### Source

Participation générale à l’effort de sobriété : exposé des motifs

2022 10 Ecran pub - Post Facebook et Twitter (1)

Interdiction temporaire de l’usage énergétique à des fins publicitaires sur les dispositifs d’affichage dans l’espace public, dans les réseaux de transports en commun et dans les vitrines et façades commerciales et d’activités économiques

EXPOSÉ DES MOTIFS

La crise énergétique que nous traversons, succédant à une crise sanitaire aux impacts majeurs, nous rappelle encore une fois à repenser notre modèle économique et sociétal fondé sur une croissance éternelle et une énergie bon marché.  Le prix du mégawattheure (MWh) a été multiplié par 12 en un an, entre août 2021 et août 2022. Cette tendance s’est par ailleurs accentuée en raison de la guerre en Ukraine, des phénomènes de spéculation sur le marché international de l’énergie ainsi que des lacunes du gouvernement qui n’a pas su anticiper l’obsolescence du parc nucléaire et organiser l’indispensable transition vers les énergies renouvelables. Ainsi, nous devons nous préparer à faire des choix difficiles.

Face à cette crise sans précédent et au risque de pénurie, la Ville de Paris s’engage à travers le plan de sobriété énergétique présenté à ce Conseil de Paris d’octobre 2022. À l’instar des objectifs nationaux, la Ville de Paris s’engage à réduire de 10% sa consommation énergétique en un an : un effort considérable mais nécessaire, qui nous permettra d’accélérer la transition écologique de notre territoire. Dans ce cadre, elle a notamment réduit l’éclairage ornemental du patrimoine municipal.

Parmi les mesures nécessaires de ce plan de sobriété énergétique, nous pouvons ajouter toutefois à travers cette délibération des objectifs en matière d’économies d’énergies sur les dispositifs publicitaires lumineux ou numériques, très énergivores, qui ont pignon sur (et sous) rue dans la capitale.

Gaspillage énergétique et impact environnemental des dispositifs publicitaires

Les panneaux publicitaires lumineux, éclairés par projection ou numériques constituent dans une certaine mesure un gaspillage énergétique à questionner. Cela est par ailleurs de moins en moins tolérée par les Parisiennes et les Parisiens à l’heure où le Gouvernement leur demande des efforts individuels afin de limiter leur consommation d’électricité et où l’augmentation des tarifs va plonger davantage de foyers modestes dans la précarité énergétique.

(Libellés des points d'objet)
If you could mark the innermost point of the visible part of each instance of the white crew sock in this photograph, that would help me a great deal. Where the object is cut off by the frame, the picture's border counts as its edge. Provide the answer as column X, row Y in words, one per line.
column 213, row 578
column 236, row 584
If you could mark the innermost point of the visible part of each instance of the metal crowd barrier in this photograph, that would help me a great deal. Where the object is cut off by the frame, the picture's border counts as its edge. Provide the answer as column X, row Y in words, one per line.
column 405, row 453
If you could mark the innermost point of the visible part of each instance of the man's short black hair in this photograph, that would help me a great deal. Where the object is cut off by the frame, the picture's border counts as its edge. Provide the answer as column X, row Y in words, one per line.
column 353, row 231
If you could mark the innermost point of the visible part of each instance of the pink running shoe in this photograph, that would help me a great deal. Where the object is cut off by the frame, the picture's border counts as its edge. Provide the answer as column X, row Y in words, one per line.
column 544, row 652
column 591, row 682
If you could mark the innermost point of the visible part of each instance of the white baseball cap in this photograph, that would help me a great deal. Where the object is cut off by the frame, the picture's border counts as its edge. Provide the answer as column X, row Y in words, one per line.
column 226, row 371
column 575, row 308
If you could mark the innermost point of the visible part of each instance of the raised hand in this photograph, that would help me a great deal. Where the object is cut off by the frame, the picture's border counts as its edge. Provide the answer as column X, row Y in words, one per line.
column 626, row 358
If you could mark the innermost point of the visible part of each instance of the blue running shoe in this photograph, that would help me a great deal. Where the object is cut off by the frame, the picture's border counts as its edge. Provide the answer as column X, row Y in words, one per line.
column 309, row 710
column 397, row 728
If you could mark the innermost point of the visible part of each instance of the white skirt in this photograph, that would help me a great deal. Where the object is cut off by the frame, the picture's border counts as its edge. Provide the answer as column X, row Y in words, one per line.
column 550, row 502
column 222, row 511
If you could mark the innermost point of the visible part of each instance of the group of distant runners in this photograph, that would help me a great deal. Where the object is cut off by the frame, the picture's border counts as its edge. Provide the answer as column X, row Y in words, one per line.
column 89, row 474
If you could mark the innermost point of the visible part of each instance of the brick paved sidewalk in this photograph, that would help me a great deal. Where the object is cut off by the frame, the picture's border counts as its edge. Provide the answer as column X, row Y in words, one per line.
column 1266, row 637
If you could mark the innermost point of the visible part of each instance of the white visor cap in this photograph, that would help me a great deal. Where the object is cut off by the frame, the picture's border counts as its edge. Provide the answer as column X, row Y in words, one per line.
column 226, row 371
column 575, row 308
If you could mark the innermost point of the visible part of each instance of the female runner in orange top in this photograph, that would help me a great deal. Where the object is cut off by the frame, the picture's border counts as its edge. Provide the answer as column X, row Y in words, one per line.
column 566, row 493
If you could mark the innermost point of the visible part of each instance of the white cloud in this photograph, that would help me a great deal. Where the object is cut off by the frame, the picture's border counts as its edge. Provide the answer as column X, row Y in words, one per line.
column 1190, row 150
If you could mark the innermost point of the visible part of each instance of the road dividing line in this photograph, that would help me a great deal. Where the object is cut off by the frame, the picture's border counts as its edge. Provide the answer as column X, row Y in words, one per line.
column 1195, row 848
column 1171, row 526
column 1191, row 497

### Tâches à réaliser
1. Réécrivez plus brièvement le paragraphe de la source qui commence par « Face à cette crise sans précédent », en conservant ses faits principaux.
2. Poursuivez la source sur la sobriété énergétique à partir de sa dernière phrase.

### Réponses
1. Face à la crise et au risque de pénurie, la Ville de Paris présente au Conseil de Paris d'octobre 2022 un plan de sobriété énergétique. Comme le prévoient les objectifs nationaux, elle s'engage à réduire de 10 % sa consommation énergétique en un an. Cet effort doit accélérer la transition écologique du territoire. Dans ce cadre, la Ville a notamment réduit l'éclairage ornemental de son patrimoine.

2.
Les écrans numériques déployés massivement dans les vitrines, les gares et le métro parisiens sont des dispositifs particulièrement énergivores. Un panneau numérique de deux mètres carrés (2m2) consomme au minimum 2000 KWh par an, soit l’équivalent de la consommation annuelle d’un ménage avec un enfant. En 2019, le Réseau de Transport Electrique (RTE) qualifiait ces dispositifs publicitaires numériques de “superflus” et “non prioritaires” et recommandait de les éteindre lors des pics de consommation hivernaux. Dans le rapport Futurs énergétiques 2050 présenté en février 2022, RTE qualifiait la disparition progressive des écrans publicitaires de gisement d’économie d’énergie nécessaire afin d‘atteindre la neutralité carbone en 2050.

Ce rapport pointe également le développement de ces dispositifs dont le nombre augmente de 20% chaque année. On compte environ 9 000 écrans numériques publicitaires en France et on estime que 3 000 d’entre eux se trouvent dans les vitrines parisiennes. Les messages publicitaires diffusés sur ces écrans n’ont, pour la majorité d’entre eux, aucun lien avec l’activité exercée dans ces commerces et sont le fruit de contrats passés entre les commerçants et certains annonceurs.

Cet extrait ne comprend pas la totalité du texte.